ACTION ITEM
The whole listing is to be retyped exactly as it appears.

TASK MATERIAL

------------------------------------

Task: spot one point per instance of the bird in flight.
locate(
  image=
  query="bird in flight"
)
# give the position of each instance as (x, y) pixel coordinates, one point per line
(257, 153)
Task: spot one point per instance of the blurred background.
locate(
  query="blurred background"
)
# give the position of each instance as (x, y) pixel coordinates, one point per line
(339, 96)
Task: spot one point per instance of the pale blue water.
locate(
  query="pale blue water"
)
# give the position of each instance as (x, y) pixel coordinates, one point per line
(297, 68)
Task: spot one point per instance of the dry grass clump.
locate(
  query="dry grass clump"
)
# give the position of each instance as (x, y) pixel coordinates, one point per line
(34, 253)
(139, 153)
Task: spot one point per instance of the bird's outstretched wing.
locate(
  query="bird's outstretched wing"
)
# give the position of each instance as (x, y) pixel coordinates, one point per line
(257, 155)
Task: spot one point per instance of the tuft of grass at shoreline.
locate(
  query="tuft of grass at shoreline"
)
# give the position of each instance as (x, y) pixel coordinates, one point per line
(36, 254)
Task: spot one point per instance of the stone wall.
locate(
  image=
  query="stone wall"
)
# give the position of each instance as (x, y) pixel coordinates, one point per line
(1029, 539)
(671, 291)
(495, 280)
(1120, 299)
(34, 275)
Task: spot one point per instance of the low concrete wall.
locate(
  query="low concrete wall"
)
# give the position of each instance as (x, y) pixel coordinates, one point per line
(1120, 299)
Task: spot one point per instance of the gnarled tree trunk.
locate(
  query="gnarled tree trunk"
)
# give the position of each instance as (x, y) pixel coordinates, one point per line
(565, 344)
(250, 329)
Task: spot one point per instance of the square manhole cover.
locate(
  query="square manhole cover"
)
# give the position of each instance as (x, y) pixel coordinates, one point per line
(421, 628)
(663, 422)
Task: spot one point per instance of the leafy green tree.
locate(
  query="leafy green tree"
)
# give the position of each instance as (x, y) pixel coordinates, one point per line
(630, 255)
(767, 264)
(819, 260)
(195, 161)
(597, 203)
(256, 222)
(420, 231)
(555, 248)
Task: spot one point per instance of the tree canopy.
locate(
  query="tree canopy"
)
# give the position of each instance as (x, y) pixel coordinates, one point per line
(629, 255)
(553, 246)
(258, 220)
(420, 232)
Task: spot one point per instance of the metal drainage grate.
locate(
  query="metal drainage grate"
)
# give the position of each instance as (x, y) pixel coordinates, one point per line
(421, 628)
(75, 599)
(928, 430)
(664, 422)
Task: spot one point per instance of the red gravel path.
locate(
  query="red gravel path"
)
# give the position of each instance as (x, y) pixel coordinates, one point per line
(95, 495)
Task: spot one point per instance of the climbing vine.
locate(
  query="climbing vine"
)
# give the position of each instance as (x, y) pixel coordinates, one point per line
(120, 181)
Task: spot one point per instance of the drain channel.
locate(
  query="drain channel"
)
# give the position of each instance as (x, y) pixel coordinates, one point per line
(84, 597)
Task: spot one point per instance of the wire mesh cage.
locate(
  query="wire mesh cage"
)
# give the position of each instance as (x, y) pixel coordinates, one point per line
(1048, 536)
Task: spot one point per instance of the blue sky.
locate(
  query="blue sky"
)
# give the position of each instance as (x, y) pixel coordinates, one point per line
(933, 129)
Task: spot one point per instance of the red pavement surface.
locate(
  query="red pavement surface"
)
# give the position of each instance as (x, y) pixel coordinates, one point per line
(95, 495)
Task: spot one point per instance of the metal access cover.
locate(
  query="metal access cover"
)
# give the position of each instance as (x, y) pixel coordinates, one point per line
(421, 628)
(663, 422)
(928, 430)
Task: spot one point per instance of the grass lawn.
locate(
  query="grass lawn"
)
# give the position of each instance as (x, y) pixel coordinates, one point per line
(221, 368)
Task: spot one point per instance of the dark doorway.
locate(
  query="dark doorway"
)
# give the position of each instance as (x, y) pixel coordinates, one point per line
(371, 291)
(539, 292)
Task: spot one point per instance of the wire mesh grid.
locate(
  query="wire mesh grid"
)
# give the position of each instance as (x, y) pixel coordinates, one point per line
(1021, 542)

------------------------------------

EXERCISE RESPONSE
Task: spot one point per instance of the bird in flight.
locate(
  image=
  query="bird in flight"
)
# give the position of each instance as (x, y) pixel coordinates, one point per line
(257, 153)
Task: spot one point per instance of the blurred background.
locate(
  query="blurred background"
)
# give the position of each instance as (x, y) pixel coordinates, one point per line
(339, 96)
Task: spot one point per instance of the pale blue water.
locate(
  query="pale blue water"
)
# give the position of each instance as (x, y) pixel coordinates, one point per line
(297, 68)
Task: spot one point per instance of the dry grass clump.
locate(
  query="dry grass clump"
)
# give the position of each instance as (x, y) pixel coordinates, one point per line
(34, 253)
(139, 153)
Task: spot one point per instance of the bird's outstretched wing.
locate(
  query="bird's outstretched wing"
)
# give the position of each instance as (x, y) pixel coordinates, one point per line
(257, 155)
Task: spot one point per instance of the tuft of grass at shoreline.
locate(
  query="tuft of grass at shoreline"
)
# give the position of each instance as (x, y) pixel coordinates, one point per line
(36, 254)
Task: spot one point per instance of the stone wall.
locate(
  image=
  query="stone wall"
)
# give the position of each instance as (x, y) pixel coordinates, one point per line
(1029, 539)
(671, 291)
(495, 280)
(1120, 299)
(34, 275)
Task: spot one point per instance of the low concrete wall.
locate(
  query="low concrete wall"
)
# give the position of each instance as (x, y) pixel coordinates, one point per line
(1120, 299)
Task: spot one point per instance of the gnarled tree trunk.
locate(
  query="gnarled tree trunk"
)
# give the position of each instance as (x, y) pixel coordinates, one point per line
(565, 344)
(250, 329)
Task: spot one point per instance of the square manhole cover.
locate(
  query="square manhole cover"
)
# give the position of each instance as (x, y) pixel coordinates, one point per line
(421, 628)
(663, 422)
Task: spot one point per instance of the leafy green tree.
locate(
  query="leafy green tree"
)
# give the position of each instance as (x, y) pixel coordinates, one point per line
(630, 255)
(767, 264)
(819, 260)
(195, 161)
(597, 203)
(256, 222)
(420, 231)
(555, 248)
Task: spot one point per instance of the tree canopy.
locate(
  query="tree canopy"
)
# give the position of each instance as (x, y) pixel coordinates, one point per line
(629, 255)
(553, 246)
(258, 220)
(420, 232)
Task: spot one point per instance of the metal drainage grate.
locate(
  query="metal drainage grate"
)
# give the position of each instance as (x, y) pixel coordinates, one point per line
(421, 628)
(75, 599)
(928, 430)
(664, 422)
Task: spot one point per instance of the red gravel path.
locate(
  query="red gravel path"
)
# give the position of each instance as (x, y) pixel coordinates, one point per line
(95, 495)
Task: spot one point per instance of the climbing vine.
locate(
  query="climbing vine"
)
# give the position of each instance as (x, y) pixel coordinates, one point per line
(120, 181)
Task: spot one point per instance of the drain channel.
locate(
  query="drain channel"
)
# give the position of each instance as (x, y) pixel coordinates, one point per line
(84, 597)
Task: spot one point per instance of the wire mesh cage.
locate(
  query="wire mesh cage"
)
# give the position of each instance as (x, y) pixel coordinates, one point per line
(1048, 536)
Task: spot one point per instance of the blue sky.
locate(
  query="blue sky"
)
# give the position of each instance as (x, y) pixel coordinates, one point per line
(933, 129)
Task: spot one point per instance of the red pavement surface.
locate(
  query="red pavement surface"
)
# give the position of each instance as (x, y) pixel coordinates, one point per line
(95, 495)
Task: spot one point per instance of the metal access cover.
locate(
  query="metal access cover"
)
# give the position of each instance as (x, y) pixel coordinates, one point per line
(421, 628)
(663, 422)
(928, 430)
Task: spot one point per instance of the grass lawn.
locate(
  query="grass lawn"
)
# give the position of each instance as (x, y) pixel coordinates, one point per line
(221, 368)
Task: spot one point per instance of the dark doorway.
locate(
  query="dark doorway"
)
# give the position of each instance as (x, y) pixel coordinates, one point per line
(371, 291)
(539, 292)
Task: spot one point per instance of the wire mesh grid.
locate(
  query="wire mesh grid"
)
# give the position of each instance as (x, y) pixel coordinates, one point per line
(1021, 542)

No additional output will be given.